Kilmar Ábrego García detained after reporting to US immigration agents

a man is surrounded by a crowd
Kilmar Ábrego García and his wife Jennifer Vasquez Sura enter a US Immigration and Customs Enforcement office on Monday in Baltimore. Photograph: Anna Moneymaker/Getty Images

Kilmar Ábrego García – who has been thrust into the middle of an acrimonious deportation saga by the second Trump administration – has been detained after reporting to Immigration and Customs Enforcement (Ice) agents in Baltimore on Monday, just three days after his release from criminal custody in Tennesee.

“The only reason he was taken into detention was to punish him,” Simon Sandoval-Moshenberg, an attorney representing Ábrego, told a crowd of supporters outside a Baltimore Ice field office on Monday. “To punish him for exercising his constitutional rights.”

Work to complete |
(1) In the article about Kilmar Ábrego García's detention, how many days after his release from criminal custody was he detained?
(2) Write a continuation of the article on Kilmar Ábrego García's detention, starting after its last sentence.

Extracted material |

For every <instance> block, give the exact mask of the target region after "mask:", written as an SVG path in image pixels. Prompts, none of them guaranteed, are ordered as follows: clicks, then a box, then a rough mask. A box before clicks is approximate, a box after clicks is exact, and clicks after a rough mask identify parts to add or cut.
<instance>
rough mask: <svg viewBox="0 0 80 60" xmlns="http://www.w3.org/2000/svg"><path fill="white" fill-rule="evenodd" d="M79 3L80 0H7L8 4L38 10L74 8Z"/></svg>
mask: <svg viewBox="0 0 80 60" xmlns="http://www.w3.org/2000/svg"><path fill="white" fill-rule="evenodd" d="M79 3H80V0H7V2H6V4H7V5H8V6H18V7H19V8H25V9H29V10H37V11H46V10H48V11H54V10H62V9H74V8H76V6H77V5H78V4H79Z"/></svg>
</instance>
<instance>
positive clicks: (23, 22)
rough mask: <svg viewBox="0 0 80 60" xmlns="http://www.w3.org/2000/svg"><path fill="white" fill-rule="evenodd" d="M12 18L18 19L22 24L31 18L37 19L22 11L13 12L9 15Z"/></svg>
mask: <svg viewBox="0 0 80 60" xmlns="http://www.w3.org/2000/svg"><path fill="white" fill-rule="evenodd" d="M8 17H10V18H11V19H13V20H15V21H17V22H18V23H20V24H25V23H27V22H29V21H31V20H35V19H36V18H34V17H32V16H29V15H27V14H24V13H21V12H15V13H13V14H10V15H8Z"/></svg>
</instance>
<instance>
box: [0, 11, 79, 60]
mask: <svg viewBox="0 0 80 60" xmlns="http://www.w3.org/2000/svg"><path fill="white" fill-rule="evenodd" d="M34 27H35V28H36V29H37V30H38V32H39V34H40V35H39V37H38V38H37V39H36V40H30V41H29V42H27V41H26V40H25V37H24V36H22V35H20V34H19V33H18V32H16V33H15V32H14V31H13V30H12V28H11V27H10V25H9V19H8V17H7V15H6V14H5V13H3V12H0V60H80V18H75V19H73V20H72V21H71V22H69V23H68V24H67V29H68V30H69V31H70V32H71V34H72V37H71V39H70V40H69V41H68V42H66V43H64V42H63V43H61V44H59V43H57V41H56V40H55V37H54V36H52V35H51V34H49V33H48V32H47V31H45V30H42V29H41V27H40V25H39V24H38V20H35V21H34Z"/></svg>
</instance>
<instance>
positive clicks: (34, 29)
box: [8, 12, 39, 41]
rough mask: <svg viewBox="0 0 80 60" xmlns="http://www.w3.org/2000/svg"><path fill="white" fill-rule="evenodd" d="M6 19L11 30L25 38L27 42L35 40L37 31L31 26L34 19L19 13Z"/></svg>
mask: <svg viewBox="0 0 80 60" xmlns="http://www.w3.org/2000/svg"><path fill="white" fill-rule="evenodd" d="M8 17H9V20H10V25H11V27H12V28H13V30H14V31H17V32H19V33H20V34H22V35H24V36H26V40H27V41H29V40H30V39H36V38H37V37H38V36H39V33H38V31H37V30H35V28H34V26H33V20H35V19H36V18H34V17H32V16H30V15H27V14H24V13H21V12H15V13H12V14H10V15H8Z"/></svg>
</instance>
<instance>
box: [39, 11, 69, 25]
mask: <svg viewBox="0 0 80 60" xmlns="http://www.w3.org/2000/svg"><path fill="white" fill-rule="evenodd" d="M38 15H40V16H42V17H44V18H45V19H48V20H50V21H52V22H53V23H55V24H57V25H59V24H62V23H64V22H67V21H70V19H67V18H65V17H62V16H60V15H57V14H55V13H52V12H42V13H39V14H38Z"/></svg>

Numbered responses |
(1) Three days.

(2)
The attorney also said his client filed a new lawsuit on Monday morning challenging his potential deportation to Uganda and his current confinement.

Ábrego faces deportation to Uganda after recently declining an offer to be deported to Costa Rica in exchange for remaining in jail and pleading guilty to human smuggling charges, according to a Saturday court filing.

“The fact that they are holding Costa Rica as a carrot and using Uganda as a stick to try to coerce him to plead guilty for a crime is such clear evidence that they are weaponizing the immigration system in a matter that is completely unconstitutional,” Sandoval-Moshenberg said.

The lawsuit Ábrego filed early on Monday asks for an order “that he is not allowed to be removed from the United States unless and until he has had full due process”, said Sandoval-Moshenberg.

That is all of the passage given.